### WORK ORDER 1
In the sweet potato salad recipe below, turn the paragraph beginning "Preheat the oven to 400 degrees Fahrenheit" into a short numbered list that keeps its main facts.
### WORK ORDER 2
Write the next part of the sweet potato salad recipe below, picking up after its final sentence.

### TEXT FOR ANALYSIS
Sweet Potato Black Bean Salad
This salad combines roasted sweet potato chunks with black beans, corn, and chopped bell peppers and onions, dressed with a lime-cilantro dressing featuring avocado oil, lime juice, maple syrup, and garlic. The roasted sweet potatoes add a tender, slightly caramelized element balancing the freshness and slight sweetness of the other ingredients, making it a flavorful, hearty salad suitable for make-ahead preparation and easy storage.
Ingredients
Roasted Sweet Potato Salad:
- 1 large (1.33 lb) sweet potato chopped into chunks
- 2 Tbsp avocado oil
- ½ tsp salt to taste, sea salt
- 1 cup corn kernels
- 1 cup black beans
- 1 cup red bell pepper chopped
- 1 green onion chopped, bunch
- 1/2 cup red onion finely chopped
For the Dressing:
- 3 Tbsp avocado oil
- 2 Tbsp mayonnaise optional
- 3 Tbsp lime juice fresh
- ⅓ cup cilantro chopped, or parsley; packed fresh
- 1 Tbsp pure maple syrup
- 1 garlic minced, small clove
- ½ tsp salt to taste, sea salt
Instructions
- Preheat the oven to 400 degrees Fahrenheit. Wash and scrub the sweet potato, then place it on a cutting board and chop it into bite-sized chunks using a sharp knife. Transfer the chopped sweet potato to a baking dish along with the avocado oil and sea salt. Use your hands to toss everything together until all of the sweet potato chunks are coated with oil and salt. Spread the sweet potato cubes into a single layer so that they bake evenly. Roast on the center rack of the preheated oven for 20 to 25 minutes, shaking the tray half-way through, or until the sweet potatoes are lightly golden brown and cooked through. Remove the roasted sweet potatoes from the oven and allow them to cool to room temperature while you’re preparing the rest of the recipe.

### DATA LISTING
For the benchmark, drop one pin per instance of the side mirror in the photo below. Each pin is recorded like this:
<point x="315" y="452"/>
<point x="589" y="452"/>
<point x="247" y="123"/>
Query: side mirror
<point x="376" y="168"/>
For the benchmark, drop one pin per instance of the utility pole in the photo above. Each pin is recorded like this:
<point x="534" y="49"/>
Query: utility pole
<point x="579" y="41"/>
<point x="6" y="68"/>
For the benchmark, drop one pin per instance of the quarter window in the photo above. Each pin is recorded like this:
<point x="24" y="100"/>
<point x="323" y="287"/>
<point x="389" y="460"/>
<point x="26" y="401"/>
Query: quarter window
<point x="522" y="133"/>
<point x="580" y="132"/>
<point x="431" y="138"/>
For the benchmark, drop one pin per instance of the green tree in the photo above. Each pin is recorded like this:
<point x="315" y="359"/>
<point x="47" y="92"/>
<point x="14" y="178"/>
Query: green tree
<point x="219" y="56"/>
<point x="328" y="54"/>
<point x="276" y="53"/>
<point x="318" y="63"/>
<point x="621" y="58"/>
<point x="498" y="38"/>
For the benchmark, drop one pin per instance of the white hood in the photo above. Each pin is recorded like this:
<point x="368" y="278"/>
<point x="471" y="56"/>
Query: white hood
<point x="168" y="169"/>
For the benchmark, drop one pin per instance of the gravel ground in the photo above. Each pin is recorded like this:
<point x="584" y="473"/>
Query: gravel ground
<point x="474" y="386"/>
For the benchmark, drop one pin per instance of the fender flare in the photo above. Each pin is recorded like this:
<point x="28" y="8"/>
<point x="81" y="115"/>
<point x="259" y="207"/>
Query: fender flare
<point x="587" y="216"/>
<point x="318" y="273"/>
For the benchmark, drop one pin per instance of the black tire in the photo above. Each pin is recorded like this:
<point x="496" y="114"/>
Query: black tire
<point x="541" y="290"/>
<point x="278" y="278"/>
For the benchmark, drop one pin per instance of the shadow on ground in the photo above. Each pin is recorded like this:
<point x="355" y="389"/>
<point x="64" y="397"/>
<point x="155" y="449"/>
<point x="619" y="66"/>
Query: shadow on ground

### FINAL ANSWER 1
1. Preheat the oven to 400°F.
2. Wash and scrub the sweet potato, then chop it into bite-sized chunks.
3. In a baking dish, toss the chunks with the avocado oil and sea salt until coated.
4. Spread them in a single layer.
5. Roast on the center rack for 20 to 25 minutes, shaking the tray halfway through, until lightly golden and cooked through.
6. Let cool to room temperature while preparing the rest of the recipe.

### FINAL ANSWER 2
- Transfer the ingredients for the dressing to a small blender (or use a small bowl or measuring cup) and blend until everything is well-combined.
- Drain the canned corn and black beans into a colander, give them a rinse with cool water, and transfer to a large mixing bowl or serving bowl. Add the chopped red bell pepper, red onion, and green onions to the large bowl. Transfer the roasted and cooled sweet potatoes to the mixing bowl as well.
- Pour the salad dressing over the vegetables and use salad tongs to toss everything together until well-combined. Taste the salad for flavor and add more sea salt, black pepper, or lime juice to taste.
- Serve this sweet potato salad recipe with your main dish and enjoy!
Notes
- This salad tastes better the next day after the flavors have melded.
- Store leftovers refrigerated in an airtight container for up to one week.
- Mayonnaise is optional in the dressing and can be omitted if preferred.
Nutrition Information
Nutrition Facts
Serving: 4 to 6 Servings
Amount Per Serving
Calories 248
% Daily Value*
| Serving | 1Serving (of 6) | |
| Calories | 248kcal | 12% |
| Carbohydrates | 32g | 11% |
| Protein | 5g | 10% |
| Fat | 12g | 18% |
| Saturated Fat | 2g | 10% |
| Polyunsaturated Fat | 6g | 35% |
| Cholesterol | 3mg | 1% |
| Sodium | 852mg | 36% |
| Fiber | 7g | 28% |
| Sugar | 9g | 18% |
* Percent Daily Values are based on a 2,000 calorie diet.